### Required actions
1) Using the turntable passage, answer these:
(a) What happens to the other containers once you open one?
(b) How many times does the turntable rotate in a scene?
(c) Which actions are you limited to until the turntable finishes rotating?
2) Sum up the turntable passage in two sentences.
3) Write a continuation of the turntable passage, starting after its last sentence.

--- START Source text ---

When you open a container, the other containers will automatically become locked (this is a forced choice task). So if the first container you open is not the correct container, you will never be able to retrieve the target object, and will therefore fail the trial.
In some scenes, instead of the turntable rotating, you will be forced to move around the turntable, to either the left or the right, so you end facing the turntable and containers from a different angle. Please see the Engineering Details below for more information.
The turntable will only ever rotate the one time at the beginning. In scenes with forced movement, the turntable will never rotate.

Notes:

You will be restricted to only using Pass actions until the turntable finishes rotating (or, in some scenes, until you are forced to move). While “frozen”, you will be able to clearly see all of the containers, the turntable, and the target object as it is placed into a container.
In some scenes, forced movement will be performed by returning the action you must invoke in your next controller.step call (like "MoveLeft" or "MoveRight") via the StepMetadata.action_list property, in the same way you are forced to use only “Pass” actions during other specific steps (see the previous bullet).

--- END Source text ---
--- START Source excerpt ---

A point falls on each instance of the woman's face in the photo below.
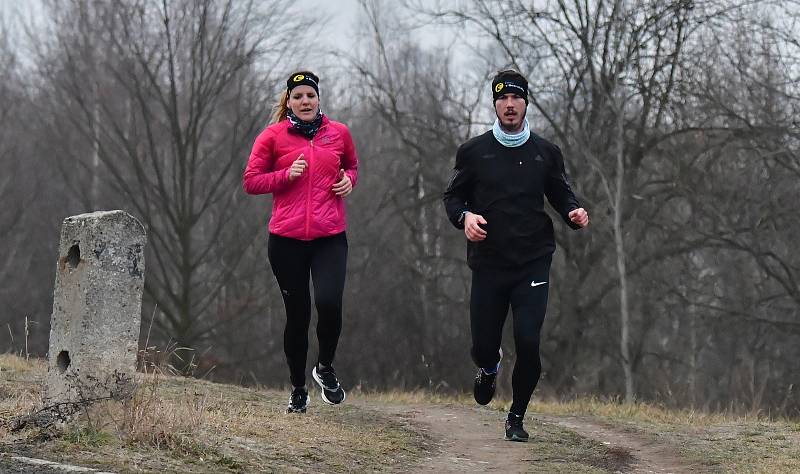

--- END Source excerpt ---

### Responses by task
1)
(a) They automatically become locked.
(b) Only once, at the beginning.
(c) Pass actions.

2) Opening one container locks all the others, so if the first one you open is wrong, you can't get the target object and you fail the trial. The turntable rotates only once at the start, but in some scenes it doesn't rotate at all and you are instead forced to move left or right around it, with the required action given through the StepMetadata.action_list property.

3)
In Eval 6, the containers and lids in these scenes are always the same size, shape, and color.
- These containers can be opened using the OpenObject action, just like other containers. The lid will always open on the opposite side from where you are standing.
- These containers will be a consistent shape (cuboid) and color (green) for all Eval 6 scenes, which we hope will simplify the training of your systems. New shapes or colors may be introduced in Eval 7.
- Scenes with these containers will restrict you to use only Pass actions before the lid is placed onto the container, which happens at the beginning of the trial, before the “exploration” phase.
- Your teams are able to use the ILE Scene Generator to make scenes with these containers (either with the lid on them from the start of the scene, or with the lid placed on them by a placer during the course of the scene) – please see our ILE API documentation for details.
Information about the turntables (giant grey rotating cogs):
- Turntables in evaluation scenes will rotate at a consistent speed of 5 degrees per action step, either clockwise or counter-clockwise.
- Objects and agents on top of a turntable (including the AI) will rotate along with the turntable.
- Turntables will be a consistent height, shape (cog), and color (grey) for all Eval 6 scenes, though their radii may change across different scenes.
- Scenes with turntables will restrict you to use only Pass actions while the turntable is rotating, which happens at the beginning of the trial, before the “exploration” phase.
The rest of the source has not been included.